- Work required
Exact transcription with no images: write out all of the entries below.

--- Information given Enclosed Below ---

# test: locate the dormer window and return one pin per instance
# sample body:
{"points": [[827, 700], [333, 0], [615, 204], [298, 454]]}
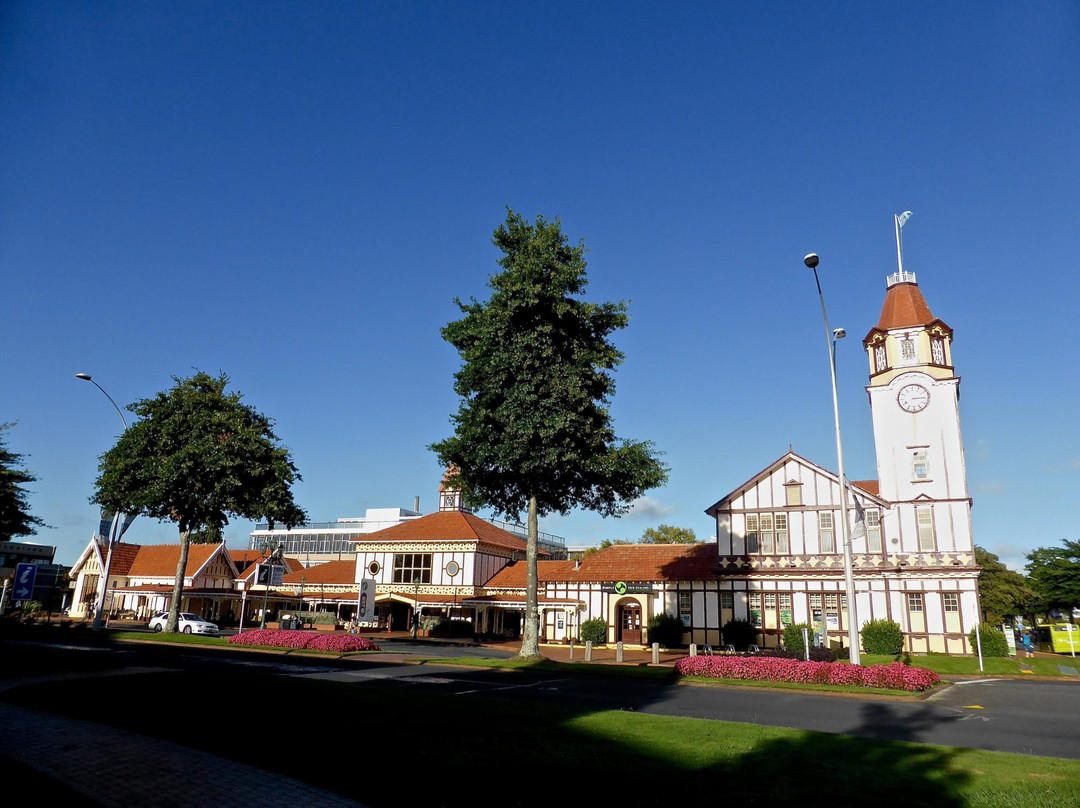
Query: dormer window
{"points": [[879, 359], [937, 351], [920, 469], [907, 354]]}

--- End of Enclosed Information given ---

- Response to this exercise
# test: locate the dormer window and return one pin per instance
# sample body:
{"points": [[827, 700], [333, 0], [615, 204], [298, 454]]}
Query: dormer window
{"points": [[879, 359], [937, 351], [920, 469], [907, 354]]}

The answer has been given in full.